(EXTRACTED DATA begins)
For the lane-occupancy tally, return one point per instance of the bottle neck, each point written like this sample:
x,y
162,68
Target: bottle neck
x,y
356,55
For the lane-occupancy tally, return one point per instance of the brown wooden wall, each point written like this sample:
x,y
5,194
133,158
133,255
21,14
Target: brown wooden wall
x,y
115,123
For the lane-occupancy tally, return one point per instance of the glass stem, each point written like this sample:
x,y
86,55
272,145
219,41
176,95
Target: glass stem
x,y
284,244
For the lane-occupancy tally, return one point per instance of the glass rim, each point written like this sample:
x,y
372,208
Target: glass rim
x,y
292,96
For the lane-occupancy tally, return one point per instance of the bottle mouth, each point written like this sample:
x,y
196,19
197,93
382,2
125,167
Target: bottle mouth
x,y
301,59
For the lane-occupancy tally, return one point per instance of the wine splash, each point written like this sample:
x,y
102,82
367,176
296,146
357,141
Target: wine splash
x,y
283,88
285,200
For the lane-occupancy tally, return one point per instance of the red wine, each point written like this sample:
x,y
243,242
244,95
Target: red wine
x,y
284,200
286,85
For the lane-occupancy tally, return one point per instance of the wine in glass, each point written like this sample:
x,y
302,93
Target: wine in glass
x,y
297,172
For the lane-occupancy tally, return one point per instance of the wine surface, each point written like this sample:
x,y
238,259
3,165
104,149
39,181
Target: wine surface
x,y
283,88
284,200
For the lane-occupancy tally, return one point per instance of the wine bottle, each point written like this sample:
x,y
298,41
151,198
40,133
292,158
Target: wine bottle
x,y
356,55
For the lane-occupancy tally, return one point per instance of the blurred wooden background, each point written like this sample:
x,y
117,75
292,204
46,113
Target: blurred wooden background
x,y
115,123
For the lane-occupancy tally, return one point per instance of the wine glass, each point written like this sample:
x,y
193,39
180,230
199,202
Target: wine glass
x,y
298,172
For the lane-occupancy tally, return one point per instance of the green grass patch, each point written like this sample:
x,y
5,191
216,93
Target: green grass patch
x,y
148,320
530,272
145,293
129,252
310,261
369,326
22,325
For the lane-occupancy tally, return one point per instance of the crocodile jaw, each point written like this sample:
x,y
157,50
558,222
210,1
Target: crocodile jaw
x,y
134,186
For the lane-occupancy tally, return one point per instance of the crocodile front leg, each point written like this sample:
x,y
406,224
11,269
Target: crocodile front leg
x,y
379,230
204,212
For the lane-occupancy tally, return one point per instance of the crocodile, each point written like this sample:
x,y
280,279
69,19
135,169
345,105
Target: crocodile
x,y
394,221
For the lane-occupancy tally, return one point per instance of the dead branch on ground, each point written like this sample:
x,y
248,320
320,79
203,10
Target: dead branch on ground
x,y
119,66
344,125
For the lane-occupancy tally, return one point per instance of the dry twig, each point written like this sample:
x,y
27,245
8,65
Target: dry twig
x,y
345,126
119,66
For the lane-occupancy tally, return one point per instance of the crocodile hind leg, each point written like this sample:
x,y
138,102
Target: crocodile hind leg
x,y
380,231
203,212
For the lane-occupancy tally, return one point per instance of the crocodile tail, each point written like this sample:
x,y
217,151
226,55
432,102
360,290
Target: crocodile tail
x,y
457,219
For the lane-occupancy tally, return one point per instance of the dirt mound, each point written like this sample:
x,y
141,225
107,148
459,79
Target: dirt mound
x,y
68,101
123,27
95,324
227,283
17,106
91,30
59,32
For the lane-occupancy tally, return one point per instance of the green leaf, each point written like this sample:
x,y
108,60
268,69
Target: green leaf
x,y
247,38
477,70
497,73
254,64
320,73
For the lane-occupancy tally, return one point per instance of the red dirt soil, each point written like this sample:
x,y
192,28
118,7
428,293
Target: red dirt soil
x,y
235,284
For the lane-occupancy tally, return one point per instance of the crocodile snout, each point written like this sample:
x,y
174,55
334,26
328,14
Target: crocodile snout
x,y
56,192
(EXTRACTED DATA ends)
WHAT TO WORK ON:
The reply is to be an exact repeat of the records above.

WRITTEN REPLY:
For the lane-occupancy tally, return one point per instance of the bottle neck, each point written like this sample:
x,y
162,68
Target: bottle neck
x,y
356,55
For the lane-occupancy tally, return one point per instance of the brown wooden wall, each point written like this sample:
x,y
5,194
133,158
133,255
21,14
Target: brown wooden wall
x,y
115,123
For the lane-occupancy tally, return one point per instance of the glass stem, each point written like this sample:
x,y
86,55
272,145
219,41
176,95
Target: glass stem
x,y
284,244
For the lane-occupancy tally, return one point per instance of the glass rim, each point written like this sample:
x,y
372,208
Target: glass rim
x,y
292,96
For the lane-occupancy tally, return one point per instance of the bottle mouth, each point written like this sample:
x,y
196,19
197,93
382,2
125,167
Target: bottle mouth
x,y
301,59
For the lane-occupancy tally, return one point per instance of the wine splash, each point written like this sample:
x,y
102,82
367,176
296,146
357,141
Target: wine splash
x,y
283,88
285,200
For the lane-occupancy tally, return one point per instance of the red wine, each point written like this sample:
x,y
243,242
244,95
Target: red wine
x,y
284,200
286,85
For the lane-occupancy tally, return one point per instance of the wine in glass, each point written like this sample:
x,y
302,93
Target: wine in glass
x,y
297,172
For the lane-occupancy tally, return one point per instance of the wine surface, each point written like this sample:
x,y
238,259
3,165
104,149
39,181
Target: wine surface
x,y
283,88
284,200
For the lane-occupancy tally, return one point per instance of the wine bottle, each point written like this sample:
x,y
298,41
151,198
40,133
292,158
Target: wine bottle
x,y
356,55
For the lane-occupancy tally, return one point per instance of the blurred wooden background, each point written like this sample:
x,y
117,75
292,204
46,113
Target: blurred wooden background
x,y
115,123
For the lane-occupancy tally, return one point per instance of the wine glass, each point written like this sample:
x,y
193,39
180,230
199,202
Target: wine glass
x,y
298,172
For the lane-occupancy tally, return one point per instance of the green grass patch, each point written like this sample:
x,y
5,191
216,93
Target: green grass patch
x,y
148,320
530,272
145,293
129,252
310,261
369,326
22,325
For the lane-occupancy tally, return one point per instance of the crocodile jaw, each point written like this sample:
x,y
157,50
558,222
210,1
Target: crocodile jaw
x,y
134,186
For the lane-occupancy tally, return one point per instance of the crocodile front leg, each point written like this sample:
x,y
406,224
11,269
Target: crocodile front leg
x,y
379,230
204,212
For the lane-occupancy tally, return one point per instance of the crocodile, each point written like this sample:
x,y
280,279
69,19
135,169
345,105
Target: crocodile
x,y
394,221
For the lane-occupancy tally, return one point per instance of the dead branch on ground, each point written like this sample:
x,y
248,320
320,79
203,10
Target: dead branch on ground
x,y
119,66
344,125
For the lane-occupancy tally, return one point per instance of the dry twig, each point written like this sample:
x,y
27,245
8,65
Target: dry twig
x,y
345,126
119,66
For the lane-occupancy tally, return one point per instance of the crocodile hind leg, each point written like this sample:
x,y
138,102
Target: crocodile hind leg
x,y
380,231
203,212
For the lane-occupancy tally, return one point per instance of the crocodile tail, each point written like this sample:
x,y
217,151
226,55
432,102
360,290
Target: crocodile tail
x,y
457,219
For the lane-occupancy tally, return one point per instance of the dirt mound, each point written like this sample:
x,y
141,225
107,148
459,79
Target: dirt mound
x,y
68,101
123,27
95,324
227,283
17,106
91,30
59,32
For the lane-occupancy tally, return one point per instance of the green leaf, each point written like this sample:
x,y
108,60
268,69
Target: green leaf
x,y
247,38
477,70
497,73
254,64
320,73
For the lane-occupancy tally, return one point per instance of the red dirt soil, each point written like this sample:
x,y
192,28
118,7
428,293
Target: red dirt soil
x,y
235,284
For the lane-occupancy tally, return one point per instance of the crocodile snout, each point written like this sample:
x,y
174,55
334,26
328,14
Target: crocodile snout
x,y
56,192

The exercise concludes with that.